Chapter 2: Q. 2.9 (page 60)

Use a computer to reproduce the table and graph in Figure $2.4$ : two Einstein solids, each containing three harmonic oscillators, with a total of six units of energy. Then modify the table and graph to show the case where one Einstein solid contains six harmonic oscillators and the other contains four harmonic oscillators (with the total number of energy units still equal to six). Assuming that all microstates are equally likely, what is the most probable macrostate, and what is its probability? What is the least probable macrostate, and what is its probability?

Short Answer

Expert verified

The most probable macrostate in the first solids with $N_{A} = N_{B} = 3$ is when the energy units are evenly distributed, $q_{A} = q_{B}$ , with a probability of $0.21645$ ; the least probable macrostate is when all the energy units are in one of the partitions, $q_{A} = 6$ or when $q_{B} = 6$ , with a probability of $0.06060$ .

The most probable macrostate in the second solids with $N_{A} = 6$ and $N_{B} = 4$ is when all energy units are in solid $B, q_{B} = 6$ , and its probability is $0.016783$ , while the least probable macrostate is when four energy units are in solid one and the rest in solid $B$ , $q_{A} = 4$ and $q_{B} = 2$ .

========================

= TASKS =
- a) Decide whether each statement agrees with the Einstein solid exercise, and answer yes or no, quoting the words that settle it: (i) In the original setup, each Einstein solid contains three harmonic oscillators. (ii) In the modified case, the total number of energy units rises above six. (iii) For the first pair of solids, the most probable macrostate has the energy units evenly distributed.
- b) List every numerical probability value given in the Einstein solid exercise.
- c) Retype the part of the Einstein solid exercise that opens with the words containing "Expert verified" and closes with "of $0.06060$ .".

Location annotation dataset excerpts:
========================

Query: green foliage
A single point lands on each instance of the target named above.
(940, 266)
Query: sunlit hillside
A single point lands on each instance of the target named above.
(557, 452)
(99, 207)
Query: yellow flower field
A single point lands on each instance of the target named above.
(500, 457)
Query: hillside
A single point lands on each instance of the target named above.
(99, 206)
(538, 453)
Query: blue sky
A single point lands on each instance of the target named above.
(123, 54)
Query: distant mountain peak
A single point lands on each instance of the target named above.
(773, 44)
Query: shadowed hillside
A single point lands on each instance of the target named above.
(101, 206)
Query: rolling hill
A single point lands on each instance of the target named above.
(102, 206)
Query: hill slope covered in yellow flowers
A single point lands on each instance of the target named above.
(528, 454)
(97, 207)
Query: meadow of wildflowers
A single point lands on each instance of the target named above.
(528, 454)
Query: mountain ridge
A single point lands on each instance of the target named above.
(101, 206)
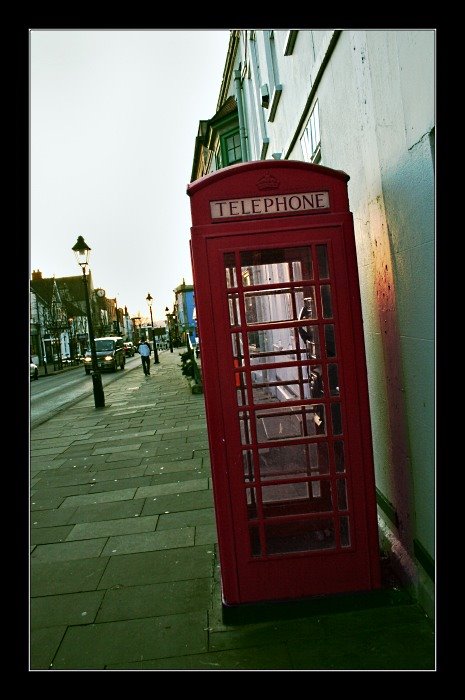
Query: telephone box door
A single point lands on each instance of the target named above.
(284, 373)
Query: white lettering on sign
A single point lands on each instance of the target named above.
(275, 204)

========================

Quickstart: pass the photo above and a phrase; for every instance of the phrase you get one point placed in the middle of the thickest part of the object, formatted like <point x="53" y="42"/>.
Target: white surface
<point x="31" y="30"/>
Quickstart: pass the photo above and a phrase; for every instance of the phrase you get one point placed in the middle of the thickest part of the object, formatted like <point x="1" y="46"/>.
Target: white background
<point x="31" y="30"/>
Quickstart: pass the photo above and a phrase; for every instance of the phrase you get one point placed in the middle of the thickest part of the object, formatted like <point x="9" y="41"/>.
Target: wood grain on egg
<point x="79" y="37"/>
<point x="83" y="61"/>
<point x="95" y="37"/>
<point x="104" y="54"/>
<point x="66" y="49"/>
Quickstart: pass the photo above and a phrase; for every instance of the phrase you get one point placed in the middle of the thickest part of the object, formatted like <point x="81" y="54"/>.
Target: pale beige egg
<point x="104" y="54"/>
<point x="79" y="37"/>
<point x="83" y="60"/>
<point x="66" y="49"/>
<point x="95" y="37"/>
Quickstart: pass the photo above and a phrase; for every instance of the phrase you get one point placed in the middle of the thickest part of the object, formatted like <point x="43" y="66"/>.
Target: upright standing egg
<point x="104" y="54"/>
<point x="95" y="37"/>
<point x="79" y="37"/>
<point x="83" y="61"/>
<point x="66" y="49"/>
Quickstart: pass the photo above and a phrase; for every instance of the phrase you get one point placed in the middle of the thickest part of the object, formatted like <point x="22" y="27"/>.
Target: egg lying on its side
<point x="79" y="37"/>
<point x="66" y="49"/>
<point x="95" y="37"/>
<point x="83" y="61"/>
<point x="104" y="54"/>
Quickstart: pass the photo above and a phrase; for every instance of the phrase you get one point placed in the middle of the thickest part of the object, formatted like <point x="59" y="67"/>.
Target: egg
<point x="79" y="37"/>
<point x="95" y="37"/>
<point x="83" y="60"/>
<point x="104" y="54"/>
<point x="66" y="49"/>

========================

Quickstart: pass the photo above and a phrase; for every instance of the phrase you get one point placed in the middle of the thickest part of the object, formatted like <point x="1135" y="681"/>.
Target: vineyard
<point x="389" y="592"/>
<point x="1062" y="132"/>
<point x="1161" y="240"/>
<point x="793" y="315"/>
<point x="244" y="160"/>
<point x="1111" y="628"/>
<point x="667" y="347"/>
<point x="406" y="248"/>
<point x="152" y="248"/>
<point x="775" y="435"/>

========================

= ANSWERS GIVEN =
- a)
(i) Yes: "two Einstein solids, each containing three harmonic oscillators"
(ii) No: "with the total number of energy units still equal to six"
(iii) Yes: "is when the energy units are evenly distributed"

- b) 0.21645, 0.06060, 0.016783

- c)
Expert verified

The most probable macrostate in the first solids with $N_{A} = N_{B} = 3$ is when the energy units are evenly distributed, $q_{A} = q_{B}$ , with a probability of $0.21645$ ; the least probable macrostate is when all the energy units are in one of the partitions, $q_{A} = 6$ or when $q_{B} = 6$ , with a probability of $0.06060$ .